┏━━
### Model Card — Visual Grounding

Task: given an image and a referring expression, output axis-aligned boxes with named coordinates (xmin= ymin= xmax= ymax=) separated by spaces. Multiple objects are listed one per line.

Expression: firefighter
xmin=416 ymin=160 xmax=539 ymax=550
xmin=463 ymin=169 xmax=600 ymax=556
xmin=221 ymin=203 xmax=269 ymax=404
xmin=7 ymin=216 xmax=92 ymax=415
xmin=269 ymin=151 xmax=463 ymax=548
┗━━
■ PROBLEM DESCRIPTION
Can you lay out every non-blank line of the rows above as a Markdown table with two columns, No. for the running number and Line for the text?

■ ANSWER TO THE EXERCISE
| No. | Line |
|---|---|
| 1 | ### Model Card — Visual Grounding |
| 2 | Task: given an image and a referring expression, output axis-aligned boxes with named coordinates (xmin= ymin= xmax= ymax=) separated by spaces. Multiple objects are listed one per line. |
| 3 | Expression: firefighter |
| 4 | xmin=416 ymin=160 xmax=539 ymax=550 |
| 5 | xmin=463 ymin=169 xmax=600 ymax=556 |
| 6 | xmin=221 ymin=203 xmax=269 ymax=404 |
| 7 | xmin=7 ymin=216 xmax=92 ymax=415 |
| 8 | xmin=269 ymin=151 xmax=463 ymax=548 |